Gather every line of the data below that contains the word "wheel" and copy each one out in full.

Data provided —
***

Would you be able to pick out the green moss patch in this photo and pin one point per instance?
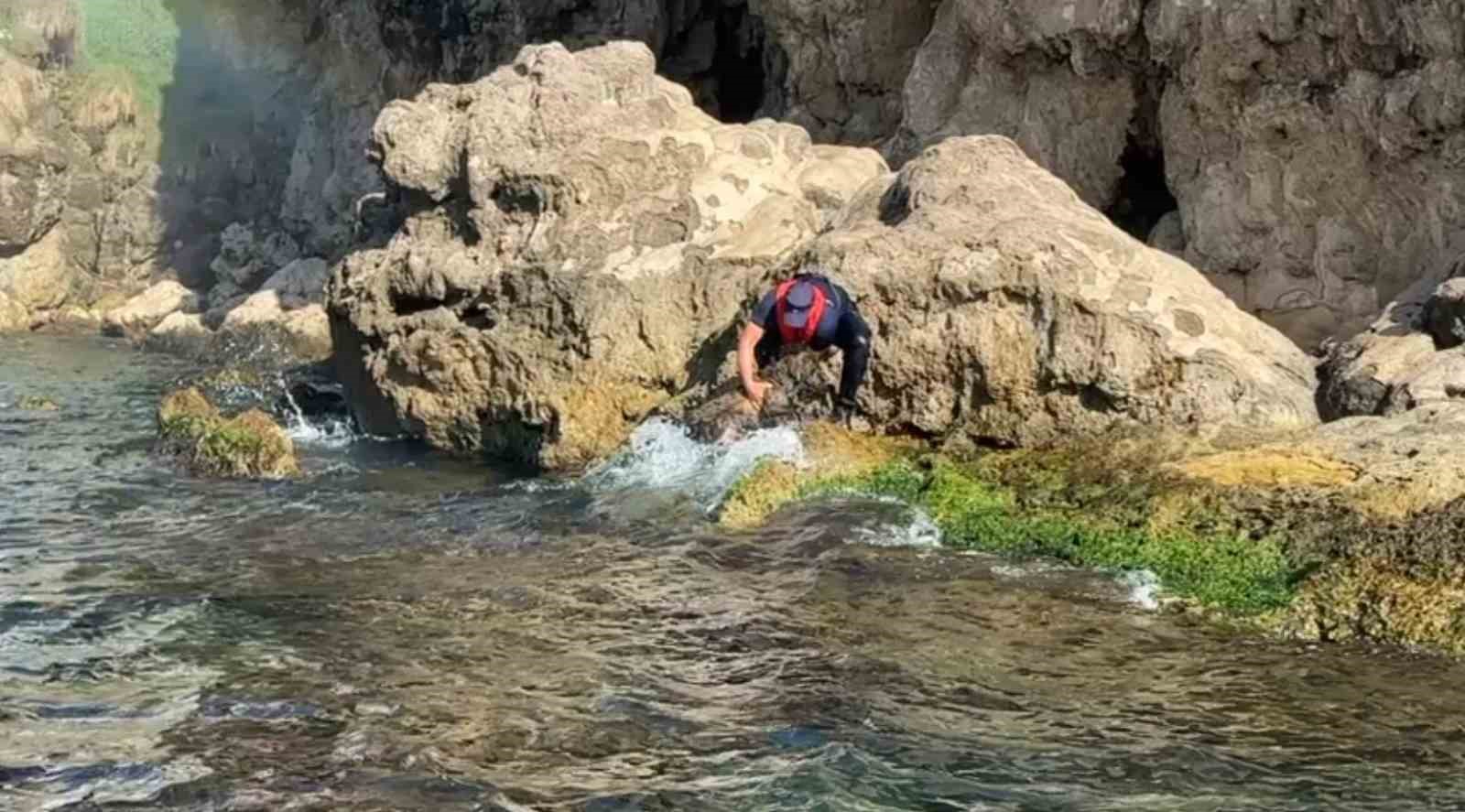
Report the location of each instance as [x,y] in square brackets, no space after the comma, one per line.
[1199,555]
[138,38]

***

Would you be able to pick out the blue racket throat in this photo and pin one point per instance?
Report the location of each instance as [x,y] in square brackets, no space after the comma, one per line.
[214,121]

***

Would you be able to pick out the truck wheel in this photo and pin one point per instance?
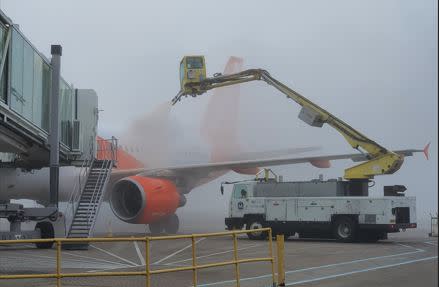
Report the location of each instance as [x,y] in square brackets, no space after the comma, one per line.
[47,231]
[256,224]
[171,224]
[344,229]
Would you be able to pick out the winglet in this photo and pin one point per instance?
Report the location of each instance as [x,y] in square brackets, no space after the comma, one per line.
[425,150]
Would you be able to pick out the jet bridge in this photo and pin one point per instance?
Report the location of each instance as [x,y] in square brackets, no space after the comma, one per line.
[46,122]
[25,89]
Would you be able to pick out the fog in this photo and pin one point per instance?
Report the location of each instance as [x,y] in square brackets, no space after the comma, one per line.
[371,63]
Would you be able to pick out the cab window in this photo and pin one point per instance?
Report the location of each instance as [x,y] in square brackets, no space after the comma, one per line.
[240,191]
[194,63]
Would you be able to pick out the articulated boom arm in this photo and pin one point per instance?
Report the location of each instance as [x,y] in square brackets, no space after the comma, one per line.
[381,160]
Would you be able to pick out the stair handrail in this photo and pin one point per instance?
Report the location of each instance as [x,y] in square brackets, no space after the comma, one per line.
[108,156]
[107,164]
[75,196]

***

Expected answer —
Would you be able to pick out the truck wheel in this photo and pin one point per instance?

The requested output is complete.